═════ Data excerpts ═════

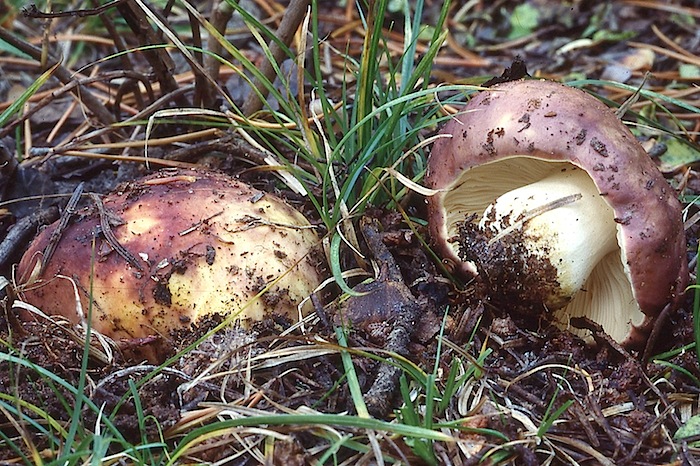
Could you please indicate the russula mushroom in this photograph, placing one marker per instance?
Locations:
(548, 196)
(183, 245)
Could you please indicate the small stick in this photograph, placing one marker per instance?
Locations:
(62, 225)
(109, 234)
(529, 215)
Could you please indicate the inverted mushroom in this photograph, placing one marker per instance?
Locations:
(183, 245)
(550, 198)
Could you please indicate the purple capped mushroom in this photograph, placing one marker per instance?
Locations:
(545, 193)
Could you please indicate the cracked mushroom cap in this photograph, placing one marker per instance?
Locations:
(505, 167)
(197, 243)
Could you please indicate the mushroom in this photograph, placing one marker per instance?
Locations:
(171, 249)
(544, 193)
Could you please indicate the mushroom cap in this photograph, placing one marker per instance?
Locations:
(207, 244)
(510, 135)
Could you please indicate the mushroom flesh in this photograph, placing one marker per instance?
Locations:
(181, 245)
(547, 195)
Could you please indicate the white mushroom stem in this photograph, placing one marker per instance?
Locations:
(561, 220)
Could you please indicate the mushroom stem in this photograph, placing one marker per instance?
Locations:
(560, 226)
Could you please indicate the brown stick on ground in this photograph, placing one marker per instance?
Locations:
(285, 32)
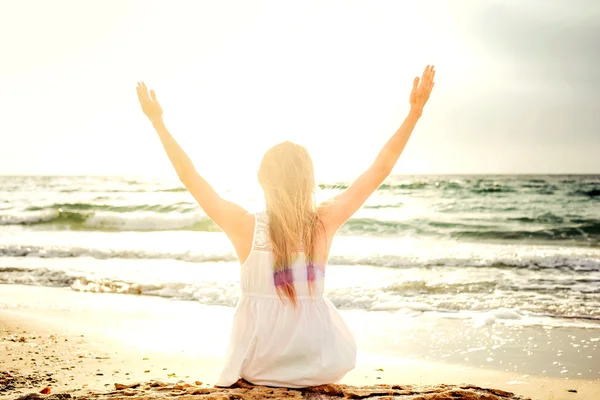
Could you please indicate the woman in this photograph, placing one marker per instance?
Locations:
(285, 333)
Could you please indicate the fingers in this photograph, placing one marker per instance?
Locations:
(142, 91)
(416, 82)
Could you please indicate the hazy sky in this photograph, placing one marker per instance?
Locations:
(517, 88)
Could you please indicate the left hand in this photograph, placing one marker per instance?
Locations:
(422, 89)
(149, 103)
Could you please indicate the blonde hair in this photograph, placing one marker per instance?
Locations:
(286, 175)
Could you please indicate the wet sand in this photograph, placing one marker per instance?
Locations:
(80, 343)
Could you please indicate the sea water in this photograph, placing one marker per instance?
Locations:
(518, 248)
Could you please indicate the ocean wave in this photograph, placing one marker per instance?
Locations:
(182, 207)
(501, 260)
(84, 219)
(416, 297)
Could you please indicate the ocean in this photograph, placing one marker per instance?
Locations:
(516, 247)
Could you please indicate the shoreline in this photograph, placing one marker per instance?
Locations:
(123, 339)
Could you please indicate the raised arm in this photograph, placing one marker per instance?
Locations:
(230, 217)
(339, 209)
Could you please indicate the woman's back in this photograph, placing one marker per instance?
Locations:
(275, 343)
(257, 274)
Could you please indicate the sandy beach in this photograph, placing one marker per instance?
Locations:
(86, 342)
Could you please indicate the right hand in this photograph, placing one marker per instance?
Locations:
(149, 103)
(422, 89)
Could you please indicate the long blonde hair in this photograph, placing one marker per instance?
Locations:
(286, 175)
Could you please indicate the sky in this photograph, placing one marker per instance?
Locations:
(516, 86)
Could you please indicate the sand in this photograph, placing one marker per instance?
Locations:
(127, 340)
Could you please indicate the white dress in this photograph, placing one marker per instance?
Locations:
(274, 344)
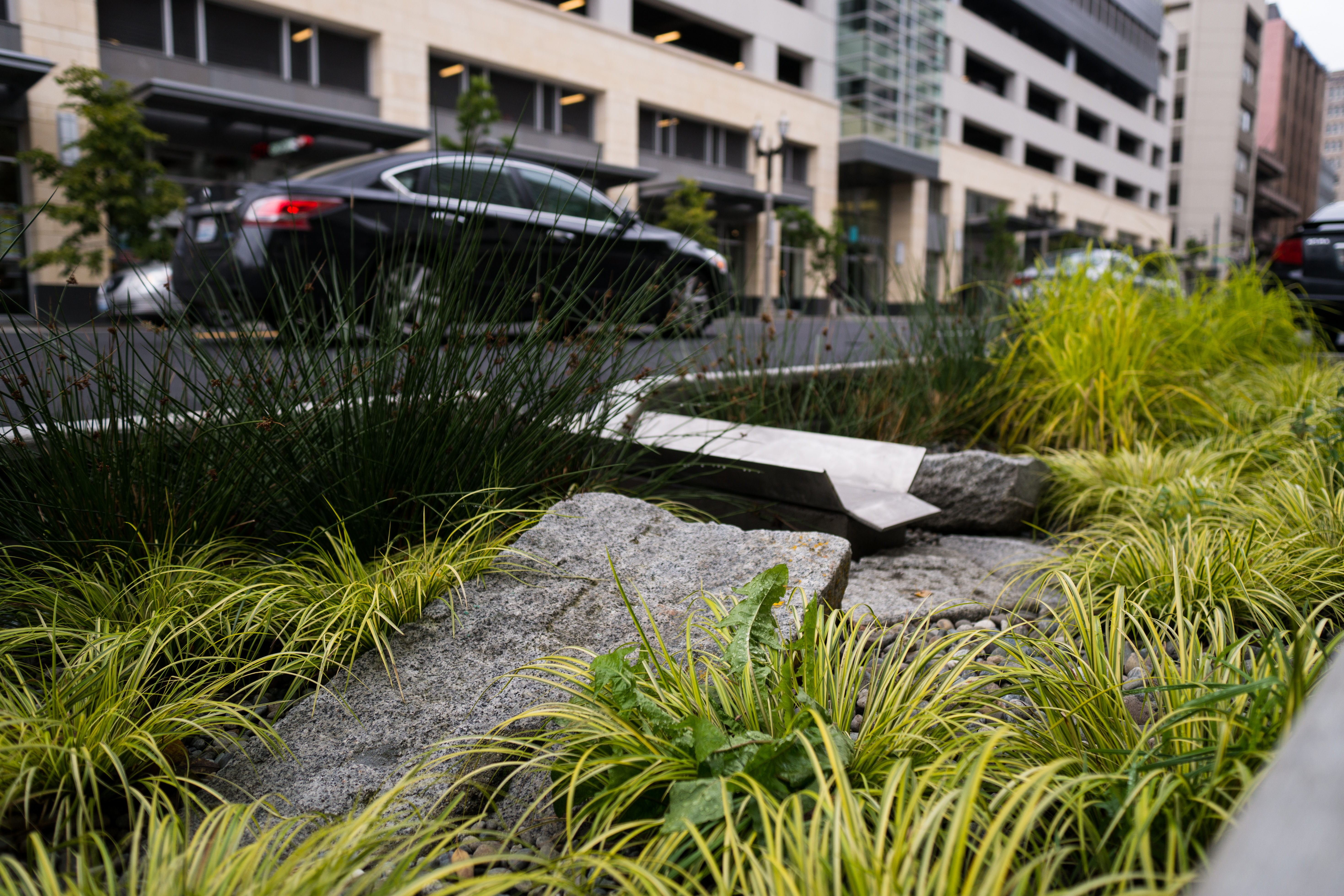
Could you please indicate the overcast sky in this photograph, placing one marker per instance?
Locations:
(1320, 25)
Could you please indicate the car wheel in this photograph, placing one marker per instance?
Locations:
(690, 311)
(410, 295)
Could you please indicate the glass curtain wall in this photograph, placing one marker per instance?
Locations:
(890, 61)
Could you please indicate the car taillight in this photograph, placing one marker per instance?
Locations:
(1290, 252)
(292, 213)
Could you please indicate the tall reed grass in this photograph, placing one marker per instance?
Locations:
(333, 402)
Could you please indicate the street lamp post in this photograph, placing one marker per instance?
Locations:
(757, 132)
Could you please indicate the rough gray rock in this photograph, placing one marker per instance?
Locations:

═════

Work to be completed:
Extract, exactly, the lines above that begin at the line containing "Could you please indicate the glass" and end at the final line of the records; add no other text.

Answer to the task:
Could you please indicate the glass curtain wall in this photograph, placing one marker per instance?
Locations:
(890, 61)
Could you please indicate the car taillight in this photograph, placing one marker per instance?
Locations:
(1290, 252)
(292, 213)
Could you please indicate the tall reed grass in this photograph, placing one marker per instance?
Locations:
(333, 402)
Could you please indicate the street lamp post in this photograph, placing one marker per instance?
Locations:
(757, 132)
Could you please indicate the rough gray rock in this photograph, placing one marker per instance?
Locations:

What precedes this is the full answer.